■ PAGE EXCERPT:
################
Some background

I live in a shared flat for some years now, and as some of you might already know from their own experience, doing laundry can become a problem once in a while. Sometimes you really need some clean shirts, but one of your flatmates already started the laundry-machine. You could wait the two hours until its finished, but then the laundry needs to sit a day or two on the laundry rack to properly dry, so you have to wait two days until you can wash your shirts, but then there is the next person, who really needs to do laundry.

The obvious solution would be to talk to each other and to do laundry together, so nobody has to wear the same underpants 3 times in a row, but as it turns out, it is annoying to communicate about a trivial thing like laundry everyday, especially if not everybody is at home. So why not use an app, that everybody can alway access to plan laundry together?

The use cases

In our flat we already had a similar app in place for some time, but it was lacking some important features, so I decided to write a shiny new app, that would satisfy all our needs. With our old app, one could already:

  • Plan laundry with a specific clothes-color, temperature and date.
  • Participate in a planned laundry.
  • Indicate that your clothes are in the machine.
  • Mark laundry as finished.

It was missing however:

  • Accessibility outside of our network (you could only plan laundry if you were home anyway).
  • Mark the machine as full.
################
■ TO-DO ITEM A:
Answer these questions from the laundry app post, one answer per line:
(i) How long does washed laundry need to sit on the rack to dry properly?
(ii) With what three things could laundry be planned in the old app?
(iii) Which missing feature meant you could plan laundry only if you were already home?
■ TO-DO ITEM B: Extract from the laundry app post, word for word, the part that opens with the words containing "Some background" and closes with "plan laundry together?".
The records that come next are separate material from the laundry app post.
################
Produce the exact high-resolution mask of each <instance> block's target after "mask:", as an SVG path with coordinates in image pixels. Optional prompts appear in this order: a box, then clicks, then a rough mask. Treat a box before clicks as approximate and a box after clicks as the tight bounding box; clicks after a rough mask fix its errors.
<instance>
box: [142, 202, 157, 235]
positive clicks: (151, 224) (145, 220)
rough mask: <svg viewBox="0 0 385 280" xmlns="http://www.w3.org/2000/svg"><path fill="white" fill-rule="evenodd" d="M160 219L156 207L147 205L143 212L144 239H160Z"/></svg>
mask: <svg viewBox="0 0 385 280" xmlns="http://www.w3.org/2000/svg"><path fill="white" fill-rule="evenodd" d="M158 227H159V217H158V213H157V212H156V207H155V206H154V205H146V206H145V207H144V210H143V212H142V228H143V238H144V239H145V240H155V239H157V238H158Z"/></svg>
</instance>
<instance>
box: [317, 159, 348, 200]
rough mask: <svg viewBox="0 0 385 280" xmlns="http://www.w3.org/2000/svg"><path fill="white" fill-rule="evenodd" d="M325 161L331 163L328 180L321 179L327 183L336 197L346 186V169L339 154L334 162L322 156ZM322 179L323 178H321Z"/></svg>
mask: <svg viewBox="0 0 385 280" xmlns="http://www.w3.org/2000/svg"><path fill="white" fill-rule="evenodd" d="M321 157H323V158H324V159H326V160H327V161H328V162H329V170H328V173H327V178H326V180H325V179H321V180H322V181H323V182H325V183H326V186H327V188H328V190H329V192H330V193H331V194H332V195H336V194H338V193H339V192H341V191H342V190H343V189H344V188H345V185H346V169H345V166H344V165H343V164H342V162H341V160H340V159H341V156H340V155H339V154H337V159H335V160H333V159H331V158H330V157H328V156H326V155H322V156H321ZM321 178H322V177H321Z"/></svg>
################
■ WRITTEN SOLUTION A:
(i) A day or two.
(ii) A specific clothes-color, temperature and date.
(iii) Accessibility outside of the flat's network.

■ WRITTEN SOLUTION B:
Some background

I live in a shared flat for some years now, and as some of you might already know from their own experience, doing laundry can become a problem once in a while. Sometimes you really need some clean shirts, but one of your flatmates already started the laundry-machine. You could wait the two hours until its finished, but then the laundry needs to sit a day or two on the laundry rack to properly dry, so you have to wait two days until you can wash your shirts, but then there is the next person, who really needs to do laundry.

The obvious solution would be to talk to each other and to do laundry together, so nobody has to wear the same underpants 3 times in a row, but as it turns out, it is annoying to communicate about a trivial thing like laundry everyday, especially if not everybody is at home. So why not use an app, that everybody can alway access to plan laundry together?